start

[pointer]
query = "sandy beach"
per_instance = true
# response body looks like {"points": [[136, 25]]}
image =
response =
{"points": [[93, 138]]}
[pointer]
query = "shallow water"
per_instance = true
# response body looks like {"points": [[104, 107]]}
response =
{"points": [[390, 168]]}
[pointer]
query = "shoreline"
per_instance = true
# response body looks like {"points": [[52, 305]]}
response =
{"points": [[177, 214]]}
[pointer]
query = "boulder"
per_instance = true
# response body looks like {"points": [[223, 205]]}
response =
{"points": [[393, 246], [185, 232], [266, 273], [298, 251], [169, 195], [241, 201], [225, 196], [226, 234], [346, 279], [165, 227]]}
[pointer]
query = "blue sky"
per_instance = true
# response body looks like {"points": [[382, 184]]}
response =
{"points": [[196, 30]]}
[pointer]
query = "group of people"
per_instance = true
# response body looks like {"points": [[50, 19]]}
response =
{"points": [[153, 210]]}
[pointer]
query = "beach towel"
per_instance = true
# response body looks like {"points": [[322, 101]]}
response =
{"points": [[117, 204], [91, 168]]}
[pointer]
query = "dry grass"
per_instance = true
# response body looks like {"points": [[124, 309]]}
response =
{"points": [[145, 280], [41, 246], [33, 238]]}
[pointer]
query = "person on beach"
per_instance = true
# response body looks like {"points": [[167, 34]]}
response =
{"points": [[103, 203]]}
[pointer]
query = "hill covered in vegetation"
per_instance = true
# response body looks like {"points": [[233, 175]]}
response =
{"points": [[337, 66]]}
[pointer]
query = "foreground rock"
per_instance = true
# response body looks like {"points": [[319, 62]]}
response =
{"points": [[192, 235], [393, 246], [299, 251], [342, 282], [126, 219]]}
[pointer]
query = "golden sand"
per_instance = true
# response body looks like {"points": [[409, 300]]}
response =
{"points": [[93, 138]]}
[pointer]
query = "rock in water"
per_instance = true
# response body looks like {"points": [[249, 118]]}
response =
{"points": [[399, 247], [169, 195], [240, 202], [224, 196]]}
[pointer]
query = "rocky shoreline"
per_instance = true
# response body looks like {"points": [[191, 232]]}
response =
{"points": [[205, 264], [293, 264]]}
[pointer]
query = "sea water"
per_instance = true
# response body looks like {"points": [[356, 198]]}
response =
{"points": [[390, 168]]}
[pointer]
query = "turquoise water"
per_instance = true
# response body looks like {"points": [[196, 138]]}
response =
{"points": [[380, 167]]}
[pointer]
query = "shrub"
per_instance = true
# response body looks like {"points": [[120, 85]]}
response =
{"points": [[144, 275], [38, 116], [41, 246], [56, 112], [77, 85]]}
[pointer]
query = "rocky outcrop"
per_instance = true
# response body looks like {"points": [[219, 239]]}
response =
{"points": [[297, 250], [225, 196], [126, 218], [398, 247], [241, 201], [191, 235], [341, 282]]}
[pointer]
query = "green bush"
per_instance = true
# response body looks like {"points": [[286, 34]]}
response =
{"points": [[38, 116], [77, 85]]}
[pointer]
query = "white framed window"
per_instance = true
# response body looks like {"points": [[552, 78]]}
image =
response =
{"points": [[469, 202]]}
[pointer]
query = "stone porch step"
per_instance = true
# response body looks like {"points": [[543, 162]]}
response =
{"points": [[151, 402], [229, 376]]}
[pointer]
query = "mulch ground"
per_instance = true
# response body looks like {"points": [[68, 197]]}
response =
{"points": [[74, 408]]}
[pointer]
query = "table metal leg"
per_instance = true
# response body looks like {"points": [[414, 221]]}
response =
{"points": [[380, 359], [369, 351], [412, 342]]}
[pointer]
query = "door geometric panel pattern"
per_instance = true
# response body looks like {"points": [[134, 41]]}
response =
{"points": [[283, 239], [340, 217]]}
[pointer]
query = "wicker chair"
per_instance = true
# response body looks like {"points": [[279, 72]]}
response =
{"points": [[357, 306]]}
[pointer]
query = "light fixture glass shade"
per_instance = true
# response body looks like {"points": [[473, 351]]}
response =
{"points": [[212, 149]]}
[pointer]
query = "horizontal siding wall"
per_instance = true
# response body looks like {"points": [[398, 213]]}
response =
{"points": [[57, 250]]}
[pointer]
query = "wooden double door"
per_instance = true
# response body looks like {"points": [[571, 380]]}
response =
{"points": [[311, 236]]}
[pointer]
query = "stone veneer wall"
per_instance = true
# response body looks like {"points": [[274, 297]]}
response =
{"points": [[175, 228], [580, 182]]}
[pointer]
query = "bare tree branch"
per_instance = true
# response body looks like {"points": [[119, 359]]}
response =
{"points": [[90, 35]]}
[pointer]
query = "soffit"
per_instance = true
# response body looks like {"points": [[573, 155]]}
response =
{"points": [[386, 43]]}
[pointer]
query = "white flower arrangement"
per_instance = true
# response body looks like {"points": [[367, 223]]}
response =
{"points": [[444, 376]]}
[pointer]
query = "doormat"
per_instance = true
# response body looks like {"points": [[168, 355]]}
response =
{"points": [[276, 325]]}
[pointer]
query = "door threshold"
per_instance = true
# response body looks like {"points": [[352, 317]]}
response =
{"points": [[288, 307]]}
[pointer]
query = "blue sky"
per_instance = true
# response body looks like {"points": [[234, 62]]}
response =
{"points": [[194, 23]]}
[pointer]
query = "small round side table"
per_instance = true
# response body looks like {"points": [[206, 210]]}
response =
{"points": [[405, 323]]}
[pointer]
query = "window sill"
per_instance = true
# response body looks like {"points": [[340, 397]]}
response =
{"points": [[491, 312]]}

end

Reproduce each line of the material above precisely.

[pointer]
query = "sandy beach"
per_instance = true
# response body looks like {"points": [[136, 25]]}
image =
response =
{"points": [[93, 138]]}
[pointer]
query = "shallow water"
per_instance = true
# response body looks like {"points": [[104, 107]]}
response =
{"points": [[390, 168]]}
[pointer]
query = "shoreline"
per_instance = true
# response body looks like {"points": [[52, 305]]}
response =
{"points": [[177, 214]]}
[pointer]
query = "boulder"
per_instance = true
# response body looks like {"points": [[223, 205]]}
response =
{"points": [[393, 246], [185, 232], [266, 273], [298, 251], [169, 195], [241, 201], [225, 196], [226, 234], [346, 279], [165, 227]]}
[pointer]
query = "blue sky"
per_instance = true
# response body looks like {"points": [[382, 184]]}
response =
{"points": [[196, 30]]}
[pointer]
query = "group of people"
per_instance = true
# response body looks like {"points": [[50, 19]]}
response =
{"points": [[153, 210]]}
[pointer]
query = "beach towel"
per_instance = true
# response body looks like {"points": [[322, 101]]}
response =
{"points": [[117, 204], [91, 168]]}
[pointer]
query = "dry grass"
per_instance = true
# response body looks like {"points": [[124, 309]]}
response =
{"points": [[145, 280], [41, 246], [33, 238]]}
[pointer]
query = "person on beach"
per_instance = true
# response body looks like {"points": [[167, 34]]}
response =
{"points": [[103, 203]]}
[pointer]
query = "hill covered in vegetation"
per_instance = true
# response body looks like {"points": [[233, 175]]}
response =
{"points": [[337, 66]]}
[pointer]
query = "foreground rock"
per_instance = true
# response body looks like {"points": [[319, 62]]}
response =
{"points": [[192, 235], [393, 246], [299, 251], [342, 282], [126, 219]]}
[pointer]
query = "golden sand"
per_instance = true
# response body looks like {"points": [[409, 300]]}
response =
{"points": [[93, 138]]}
[pointer]
query = "rock in water"
per_instance = true
# response body looks like {"points": [[249, 118]]}
response =
{"points": [[399, 247], [169, 195], [240, 202], [224, 196]]}
[pointer]
query = "rocky shoreline"
per_instance = true
# response body looks like {"points": [[191, 232]]}
response =
{"points": [[205, 264], [293, 264]]}
[pointer]
query = "sea water"
per_instance = true
# response body looks like {"points": [[356, 198]]}
response =
{"points": [[390, 168]]}
[pointer]
query = "turquoise water"
per_instance = true
# response body looks like {"points": [[196, 138]]}
response =
{"points": [[380, 167]]}
[pointer]
query = "shrub"
per_instance = true
# response body looks like {"points": [[120, 85]]}
response =
{"points": [[144, 275], [38, 116], [41, 246], [56, 112], [77, 85]]}
[pointer]
query = "rocky outcrop"
per_instance = true
# response body looks like {"points": [[219, 239]]}
response =
{"points": [[297, 250], [225, 196], [126, 218], [398, 247], [241, 201], [191, 235], [341, 282]]}
[pointer]
query = "green bush"
per_instance = true
# response body looks like {"points": [[286, 34]]}
response =
{"points": [[38, 116], [77, 85]]}
[pointer]
query = "white framed window"
per_instance = true
# response body looks like {"points": [[552, 78]]}
image =
response =
{"points": [[469, 202]]}
[pointer]
query = "stone porch step"
per_instance = true
# response body looks like {"points": [[543, 162]]}
response =
{"points": [[151, 402], [229, 376]]}
[pointer]
query = "mulch ground"
per_instance = true
# response body looks like {"points": [[68, 197]]}
response =
{"points": [[74, 408]]}
[pointer]
query = "table metal leg"
per_instance = true
# response body looks like {"points": [[414, 221]]}
response =
{"points": [[380, 359], [369, 351], [412, 342]]}
[pointer]
query = "door geometric panel pattern"
per_instance = true
# response body looks like {"points": [[134, 41]]}
response =
{"points": [[283, 239], [340, 217]]}
[pointer]
query = "wicker chair"
per_instance = true
# response body looks like {"points": [[279, 72]]}
response =
{"points": [[357, 306]]}
[pointer]
query = "light fixture glass shade"
per_instance = true
# response body looks like {"points": [[473, 351]]}
response =
{"points": [[212, 149]]}
[pointer]
query = "horizontal siding wall"
per_instance = true
# response body looks like {"points": [[398, 213]]}
response =
{"points": [[57, 250]]}
[pointer]
query = "wooden double door"
per_instance = true
# response body looks like {"points": [[571, 380]]}
response =
{"points": [[311, 236]]}
[pointer]
query = "stone veneer wall"
per_instance = true
# response body looks like {"points": [[274, 297]]}
response =
{"points": [[175, 228], [580, 182]]}
[pointer]
query = "bare tree branch"
per_instance = true
# response body looks like {"points": [[119, 359]]}
response =
{"points": [[90, 35]]}
[pointer]
query = "soffit"
per_instance = true
# response body looks like {"points": [[573, 155]]}
response =
{"points": [[386, 43]]}
[pointer]
query = "white flower arrangement"
per_instance = true
# response body looks like {"points": [[367, 223]]}
response =
{"points": [[444, 376]]}
[pointer]
query = "doormat"
per_instance = true
# response body looks like {"points": [[168, 355]]}
response =
{"points": [[276, 325]]}
[pointer]
query = "door threshold"
per_instance = true
# response body looks like {"points": [[352, 317]]}
response =
{"points": [[288, 307]]}
[pointer]
query = "blue sky"
per_instance = true
# response body looks like {"points": [[234, 62]]}
response =
{"points": [[194, 23]]}
[pointer]
query = "small round side table"
per_instance = true
# response body looks like {"points": [[206, 210]]}
response =
{"points": [[405, 323]]}
[pointer]
query = "window sill"
per_instance = true
# response body looks like {"points": [[340, 397]]}
response =
{"points": [[491, 312]]}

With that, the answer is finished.